**Assigned task:** Keep the images out while you set down the data exactly.

**Material provided:**
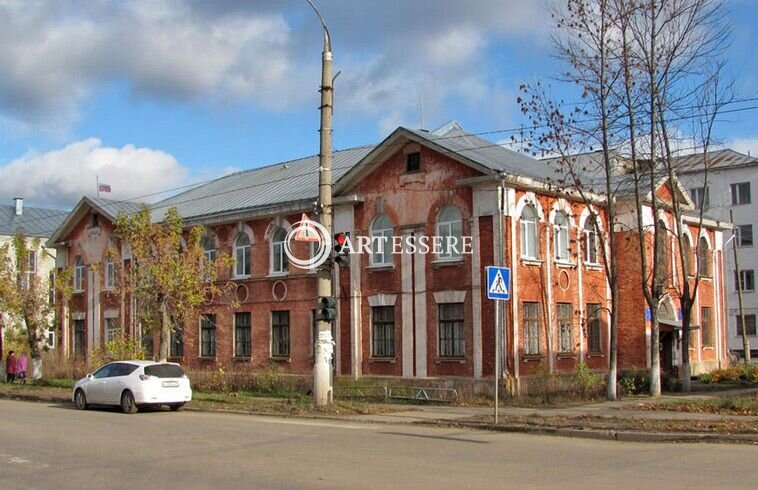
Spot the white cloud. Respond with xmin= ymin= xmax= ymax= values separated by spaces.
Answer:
xmin=0 ymin=0 xmax=551 ymax=135
xmin=0 ymin=139 xmax=188 ymax=208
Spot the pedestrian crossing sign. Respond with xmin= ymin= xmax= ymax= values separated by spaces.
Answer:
xmin=486 ymin=266 xmax=510 ymax=300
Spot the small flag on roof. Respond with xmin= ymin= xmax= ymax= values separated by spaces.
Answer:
xmin=98 ymin=183 xmax=111 ymax=193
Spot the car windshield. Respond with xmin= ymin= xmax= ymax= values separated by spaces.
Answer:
xmin=144 ymin=364 xmax=185 ymax=378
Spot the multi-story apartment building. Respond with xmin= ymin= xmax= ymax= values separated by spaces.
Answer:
xmin=0 ymin=198 xmax=68 ymax=365
xmin=46 ymin=122 xmax=730 ymax=392
xmin=676 ymin=149 xmax=758 ymax=359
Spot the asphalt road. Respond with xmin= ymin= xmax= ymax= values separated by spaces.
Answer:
xmin=0 ymin=399 xmax=755 ymax=490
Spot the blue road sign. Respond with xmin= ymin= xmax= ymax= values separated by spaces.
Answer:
xmin=486 ymin=266 xmax=510 ymax=300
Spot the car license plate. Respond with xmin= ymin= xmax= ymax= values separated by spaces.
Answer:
xmin=162 ymin=381 xmax=179 ymax=388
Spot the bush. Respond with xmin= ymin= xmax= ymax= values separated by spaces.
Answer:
xmin=699 ymin=365 xmax=758 ymax=384
xmin=571 ymin=362 xmax=603 ymax=399
xmin=531 ymin=362 xmax=556 ymax=404
xmin=88 ymin=334 xmax=146 ymax=368
xmin=618 ymin=367 xmax=650 ymax=396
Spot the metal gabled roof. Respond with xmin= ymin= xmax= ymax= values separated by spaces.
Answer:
xmin=46 ymin=196 xmax=147 ymax=247
xmin=414 ymin=121 xmax=559 ymax=181
xmin=672 ymin=148 xmax=758 ymax=174
xmin=0 ymin=204 xmax=68 ymax=238
xmin=150 ymin=146 xmax=374 ymax=222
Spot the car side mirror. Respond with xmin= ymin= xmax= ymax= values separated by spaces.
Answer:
xmin=86 ymin=373 xmax=93 ymax=379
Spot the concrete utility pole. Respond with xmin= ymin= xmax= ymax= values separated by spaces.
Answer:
xmin=308 ymin=0 xmax=334 ymax=406
xmin=730 ymin=210 xmax=751 ymax=364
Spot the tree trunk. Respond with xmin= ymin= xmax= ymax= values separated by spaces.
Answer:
xmin=650 ymin=309 xmax=661 ymax=396
xmin=159 ymin=302 xmax=169 ymax=362
xmin=681 ymin=307 xmax=692 ymax=392
xmin=31 ymin=355 xmax=43 ymax=380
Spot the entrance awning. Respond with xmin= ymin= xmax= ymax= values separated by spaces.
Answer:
xmin=659 ymin=318 xmax=700 ymax=330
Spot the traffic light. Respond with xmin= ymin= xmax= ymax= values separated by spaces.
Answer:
xmin=317 ymin=296 xmax=338 ymax=322
xmin=333 ymin=232 xmax=350 ymax=267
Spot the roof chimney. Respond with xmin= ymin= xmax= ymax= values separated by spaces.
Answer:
xmin=14 ymin=197 xmax=23 ymax=216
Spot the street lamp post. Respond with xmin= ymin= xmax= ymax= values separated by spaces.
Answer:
xmin=307 ymin=0 xmax=334 ymax=406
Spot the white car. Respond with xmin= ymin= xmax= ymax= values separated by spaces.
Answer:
xmin=72 ymin=360 xmax=192 ymax=414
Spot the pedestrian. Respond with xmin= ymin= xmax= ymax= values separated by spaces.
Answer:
xmin=5 ymin=350 xmax=16 ymax=383
xmin=16 ymin=353 xmax=27 ymax=384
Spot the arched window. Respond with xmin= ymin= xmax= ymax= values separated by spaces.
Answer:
xmin=233 ymin=233 xmax=251 ymax=277
xmin=74 ymin=256 xmax=85 ymax=292
xmin=697 ymin=236 xmax=711 ymax=277
xmin=271 ymin=228 xmax=288 ymax=274
xmin=370 ymin=214 xmax=393 ymax=266
xmin=583 ymin=219 xmax=599 ymax=264
xmin=436 ymin=206 xmax=463 ymax=260
xmin=520 ymin=205 xmax=538 ymax=259
xmin=554 ymin=211 xmax=570 ymax=261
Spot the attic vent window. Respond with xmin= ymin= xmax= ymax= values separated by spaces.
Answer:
xmin=406 ymin=152 xmax=421 ymax=173
xmin=91 ymin=214 xmax=99 ymax=228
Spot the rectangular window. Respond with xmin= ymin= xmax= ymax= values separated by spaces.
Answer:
xmin=521 ymin=221 xmax=538 ymax=259
xmin=690 ymin=186 xmax=710 ymax=209
xmin=523 ymin=302 xmax=540 ymax=355
xmin=73 ymin=319 xmax=85 ymax=357
xmin=735 ymin=269 xmax=756 ymax=292
xmin=105 ymin=318 xmax=119 ymax=343
xmin=731 ymin=182 xmax=751 ymax=205
xmin=737 ymin=224 xmax=753 ymax=247
xmin=584 ymin=228 xmax=599 ymax=264
xmin=701 ymin=307 xmax=713 ymax=347
xmin=200 ymin=314 xmax=216 ymax=357
xmin=736 ymin=314 xmax=757 ymax=336
xmin=105 ymin=259 xmax=116 ymax=289
xmin=587 ymin=303 xmax=602 ymax=353
xmin=235 ymin=312 xmax=252 ymax=358
xmin=557 ymin=303 xmax=573 ymax=353
xmin=372 ymin=306 xmax=395 ymax=357
xmin=28 ymin=250 xmax=37 ymax=274
xmin=271 ymin=310 xmax=290 ymax=358
xmin=74 ymin=264 xmax=84 ymax=292
xmin=406 ymin=152 xmax=421 ymax=172
xmin=170 ymin=326 xmax=184 ymax=358
xmin=439 ymin=303 xmax=465 ymax=357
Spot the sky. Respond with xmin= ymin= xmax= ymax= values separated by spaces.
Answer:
xmin=0 ymin=0 xmax=757 ymax=210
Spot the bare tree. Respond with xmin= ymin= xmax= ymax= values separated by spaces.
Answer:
xmin=519 ymin=0 xmax=624 ymax=399
xmin=618 ymin=0 xmax=731 ymax=394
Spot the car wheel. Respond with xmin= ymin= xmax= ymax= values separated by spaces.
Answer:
xmin=169 ymin=403 xmax=185 ymax=411
xmin=120 ymin=390 xmax=138 ymax=414
xmin=74 ymin=389 xmax=88 ymax=410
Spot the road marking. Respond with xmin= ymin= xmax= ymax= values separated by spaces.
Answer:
xmin=0 ymin=453 xmax=49 ymax=467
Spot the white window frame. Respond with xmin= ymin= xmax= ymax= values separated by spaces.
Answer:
xmin=74 ymin=256 xmax=85 ymax=292
xmin=370 ymin=214 xmax=393 ymax=266
xmin=436 ymin=206 xmax=463 ymax=261
xmin=520 ymin=205 xmax=538 ymax=260
xmin=554 ymin=212 xmax=570 ymax=262
xmin=233 ymin=233 xmax=251 ymax=278
xmin=583 ymin=221 xmax=599 ymax=264
xmin=105 ymin=257 xmax=116 ymax=289
xmin=270 ymin=228 xmax=289 ymax=275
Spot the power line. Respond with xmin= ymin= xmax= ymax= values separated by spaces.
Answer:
xmin=6 ymin=98 xmax=758 ymax=233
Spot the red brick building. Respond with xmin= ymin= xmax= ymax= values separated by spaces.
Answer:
xmin=47 ymin=122 xmax=730 ymax=392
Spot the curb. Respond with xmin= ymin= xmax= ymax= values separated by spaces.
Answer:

**Answer for this exercise:**
Spot the white cloud. Respond with xmin= ymin= xmax= ymax= values separated by spaces.
Answer:
xmin=0 ymin=0 xmax=551 ymax=135
xmin=0 ymin=139 xmax=188 ymax=208
Spot the pedestrian crossing sign. Respond with xmin= ymin= xmax= ymax= values separated by spaces.
Answer:
xmin=486 ymin=266 xmax=510 ymax=300
Spot the small flag on roof. Respond with xmin= ymin= xmax= ymax= values separated by spaces.
Answer:
xmin=98 ymin=183 xmax=111 ymax=193
Spot the car windshield. Respond with xmin= ymin= xmax= ymax= values separated by spaces.
Answer:
xmin=144 ymin=364 xmax=185 ymax=378
Spot the multi-story apartment building. Respond with xmin= ymin= xmax= ymax= values separated by spaces.
Answer:
xmin=0 ymin=198 xmax=68 ymax=365
xmin=46 ymin=122 xmax=730 ymax=392
xmin=676 ymin=149 xmax=758 ymax=359
Spot the asphalt road. Respond with xmin= ymin= xmax= ymax= values separated by spaces.
Answer:
xmin=0 ymin=399 xmax=755 ymax=490
Spot the blue road sign. Respond with xmin= ymin= xmax= ymax= values separated by spaces.
Answer:
xmin=486 ymin=266 xmax=510 ymax=300
Spot the car license plate. Respond with xmin= ymin= xmax= ymax= values separated by spaces.
Answer:
xmin=162 ymin=381 xmax=179 ymax=388
Spot the bush. Respond with xmin= ymin= xmax= ymax= values separated by spaces.
Answer:
xmin=699 ymin=365 xmax=758 ymax=384
xmin=571 ymin=362 xmax=603 ymax=399
xmin=531 ymin=362 xmax=556 ymax=404
xmin=88 ymin=334 xmax=146 ymax=368
xmin=618 ymin=367 xmax=650 ymax=396
Spot the metal gabled roof. Respond with xmin= ymin= xmax= ymax= values separated by spaces.
Answer:
xmin=46 ymin=196 xmax=147 ymax=247
xmin=414 ymin=121 xmax=559 ymax=181
xmin=672 ymin=148 xmax=758 ymax=174
xmin=0 ymin=204 xmax=68 ymax=238
xmin=150 ymin=146 xmax=374 ymax=222
Spot the car side mirror. Respond with xmin= ymin= xmax= ymax= values separated by spaces.
Answer:
xmin=86 ymin=373 xmax=93 ymax=379
Spot the concrete utility pole. Respond with xmin= ymin= xmax= ymax= values separated by spaces.
Answer:
xmin=308 ymin=0 xmax=334 ymax=406
xmin=730 ymin=210 xmax=751 ymax=364
Spot the tree trunk. Respond with xmin= ymin= xmax= ymax= values separated by spaces.
Answer:
xmin=650 ymin=309 xmax=661 ymax=396
xmin=159 ymin=302 xmax=169 ymax=362
xmin=681 ymin=307 xmax=692 ymax=392
xmin=31 ymin=355 xmax=43 ymax=380
Spot the entrance awning. Respond with xmin= ymin= xmax= ymax= values separated by spaces.
Answer:
xmin=659 ymin=318 xmax=700 ymax=330
Spot the traffic light. Respond with xmin= ymin= xmax= ymax= values separated by spaces.
Answer:
xmin=317 ymin=296 xmax=338 ymax=322
xmin=333 ymin=232 xmax=350 ymax=267
Spot the roof chimney. Respond with xmin= ymin= xmax= ymax= values separated by spaces.
Answer:
xmin=14 ymin=197 xmax=23 ymax=216
Spot the street lamp post. Respond with xmin= ymin= xmax= ymax= values separated by spaces.
Answer:
xmin=307 ymin=0 xmax=334 ymax=406
Spot the white car. Respond with xmin= ymin= xmax= ymax= values separated by spaces.
Answer:
xmin=72 ymin=360 xmax=192 ymax=414
Spot the pedestrian. Respond with xmin= ymin= xmax= ymax= values separated by spaces.
Answer:
xmin=5 ymin=350 xmax=16 ymax=383
xmin=16 ymin=353 xmax=27 ymax=384
Spot the arched window. Respond with xmin= ymin= xmax= ymax= values separated by spaces.
Answer:
xmin=233 ymin=233 xmax=251 ymax=277
xmin=74 ymin=256 xmax=85 ymax=292
xmin=697 ymin=236 xmax=711 ymax=277
xmin=271 ymin=228 xmax=288 ymax=274
xmin=370 ymin=214 xmax=393 ymax=266
xmin=583 ymin=219 xmax=599 ymax=264
xmin=436 ymin=206 xmax=463 ymax=260
xmin=520 ymin=205 xmax=538 ymax=259
xmin=554 ymin=211 xmax=570 ymax=261
Spot the attic vent window. Respond with xmin= ymin= xmax= ymax= values separated by spaces.
Answer:
xmin=406 ymin=152 xmax=421 ymax=173
xmin=91 ymin=214 xmax=99 ymax=228
Spot the rectangular window. Respond with xmin= ymin= xmax= ymax= values separated by spaces.
Answer:
xmin=521 ymin=221 xmax=538 ymax=259
xmin=690 ymin=186 xmax=710 ymax=209
xmin=523 ymin=302 xmax=540 ymax=355
xmin=73 ymin=319 xmax=85 ymax=357
xmin=735 ymin=269 xmax=756 ymax=292
xmin=105 ymin=318 xmax=119 ymax=343
xmin=731 ymin=182 xmax=751 ymax=205
xmin=737 ymin=224 xmax=753 ymax=247
xmin=584 ymin=228 xmax=599 ymax=264
xmin=701 ymin=307 xmax=713 ymax=347
xmin=200 ymin=314 xmax=216 ymax=357
xmin=736 ymin=314 xmax=757 ymax=336
xmin=105 ymin=259 xmax=116 ymax=289
xmin=587 ymin=303 xmax=602 ymax=353
xmin=235 ymin=312 xmax=252 ymax=358
xmin=557 ymin=303 xmax=573 ymax=353
xmin=372 ymin=306 xmax=395 ymax=357
xmin=28 ymin=250 xmax=37 ymax=274
xmin=271 ymin=310 xmax=290 ymax=358
xmin=74 ymin=264 xmax=84 ymax=292
xmin=406 ymin=152 xmax=421 ymax=172
xmin=170 ymin=326 xmax=184 ymax=358
xmin=439 ymin=303 xmax=465 ymax=357
Spot the sky. Respond with xmin= ymin= xmax= ymax= values separated by spaces.
Answer:
xmin=0 ymin=0 xmax=757 ymax=210
Spot the bare tree. Respond with xmin= ymin= xmax= ymax= values separated by spaces.
Answer:
xmin=519 ymin=0 xmax=624 ymax=399
xmin=618 ymin=0 xmax=731 ymax=394
Spot the car wheel. Respond with xmin= ymin= xmax= ymax= values separated by spaces.
Answer:
xmin=169 ymin=403 xmax=185 ymax=411
xmin=120 ymin=390 xmax=138 ymax=414
xmin=74 ymin=389 xmax=88 ymax=410
Spot the road marking. Respond with xmin= ymin= xmax= ymax= values separated by spaces.
Answer:
xmin=0 ymin=453 xmax=49 ymax=467
Spot the white window frame. Respond with xmin= ymin= xmax= ymax= values separated by spaces.
Answer:
xmin=74 ymin=256 xmax=85 ymax=292
xmin=370 ymin=214 xmax=393 ymax=266
xmin=436 ymin=206 xmax=463 ymax=261
xmin=520 ymin=205 xmax=538 ymax=260
xmin=554 ymin=212 xmax=570 ymax=262
xmin=233 ymin=233 xmax=251 ymax=278
xmin=583 ymin=221 xmax=599 ymax=264
xmin=105 ymin=257 xmax=116 ymax=289
xmin=270 ymin=228 xmax=289 ymax=275
Spot the power line. Respond with xmin= ymin= xmax= ymax= values separated by spaces.
Answer:
xmin=6 ymin=98 xmax=758 ymax=233
Spot the red brick building. Respond with xmin= ymin= xmax= ymax= values separated by spaces.
Answer:
xmin=47 ymin=122 xmax=730 ymax=392
Spot the curb. Respond with xmin= ymin= xmax= ymax= values separated by spaces.
Answer:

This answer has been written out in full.